## Blok Teks
────────────────────

Pangkostrad Mendadak Dicopot kala Jakarta Mencekam: Kisah Kegentingan 98

Sabtu, 16 Oktober 2021 - 05:40 WIB
loading...
Pangkostrad Mendadak Dicopot kala Jakarta Mencekam: Kisah Kegentingan 98
Massa mengepung kendaraan yang terbakar di Jakarta Pusat dalam kerusuhan 14 Mei 1998. Kerusuhan saat itu menjadi salah satu sejarah kelam bangsa Indonesia. FOTO/Reuters
A A A
JAKARTA - Masa transisi setelah mundurnya Presiden Soeharto 21 Mei 1998 penuh gejolak. Situasi politik nasional sangat menegangkan dan penuh ketidakpastian. Ibu Kota mencekam.

Di tengah suasana yang belum stabil itu, pada 22 Mei Presiden BJ Habibie menerima laporan terjadinya pergerakan pasukan Angkatan Darat ke Istana dan Patra Jasa, Kuningan atau sekitar kediamannya. Disebutkan, pergerakan pasukan itu tanpa sepengetahuan Panglima ABRI Wiranto .

Mantan Danjen Kopassus Sintong Panjaitan menceritakan, pergerakan pasukan Kostrad itu sebenarnya bisa dicek terlebih dahulu. Namun karena keterbatasan waktu, kehadiran mereka tak sempat dicek.

Saat itu pula Presiden memerintahkan agar jabatan Pangkostrad yang dipegang Letjen TNI Prabowo Subianto dicopot. Tak tanggung-tanggung, jabatan itu harus diserahterimakan hari itu juga, sebelum matahari terbenam.

“Sebelum terbenam?” tanya Wiranto dikisahkan buku Hendro Subroto dalam buku ‘Sintong Panjaitan: Perjalanan Seorang Prajurit Para Komando’ dikutip SINDOnews, Jumat (15/10/2021).

Sintong menyangkal pergantian Pangkostrad terkait dirinya. Sebelumnya Jenderal Baret Merah ini pernah dicopot sebagai Pangdam usai Tragedi Dili.

Sintong menegaskan tak ada keterkaitan apapun mutasi Pangkostrad dengan dirinya. Apalagi disebut sebagai tindakan balas dendam.

“Keputusan itu diberikan langsung oleh Presiden BJ Habibie kepada Jenderal TNI Wiranto, Panglima ABRI. Jadi kalau ada orang yang mengatakan bahwa Prabowo diganti karena Sintong, hal itu tidak benar,” ujarnya.
Pangkostrad Mendadak Dicopot kala Jakarta Mencekam: Kisah Kegentingan 98

Letjen Prabowo Subianto (kiri) berfoto dengan Mayjen Muchdi Purwopranjono yang
menggantikannya menjadi Danjen Kopassus setelah acara serah terima di Jakarta,
28 Maret 1998. Foto/Reuters

Prabowo menepis keras tuduhan yang menyebut dirinya hendak melakukan kudeta. Informasi itu jelas keliru dan salah besar. Demikian ditulis Femi A Soempeno dalam 'Prabowo dari Cijantung Bergerak ke Istana'.

────────────────────

## Yang Diperlukan
Menurut blok teks tentang pencopotan Pangkostrad pada 1998, siapa yang memegang jabatan Pangkostrad ketika Presiden BJ Habibie memerintahkan pencopotannya?

## Data Terkumpul
────────────────────

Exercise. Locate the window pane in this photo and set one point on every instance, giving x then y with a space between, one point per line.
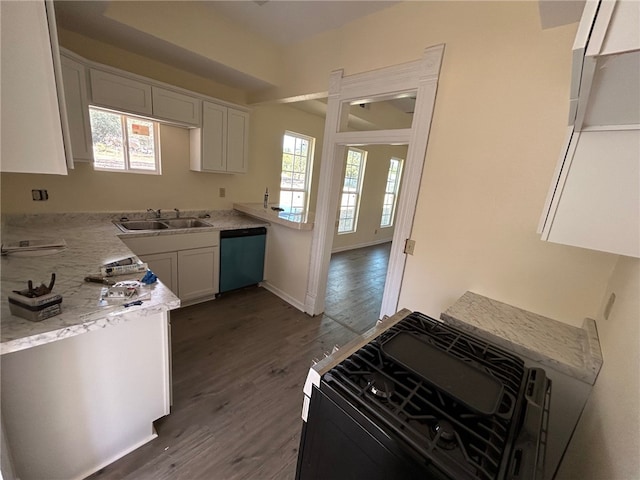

────────────────────

## Jawaban Tertulis
Letjen TNI Prabowo Subianto.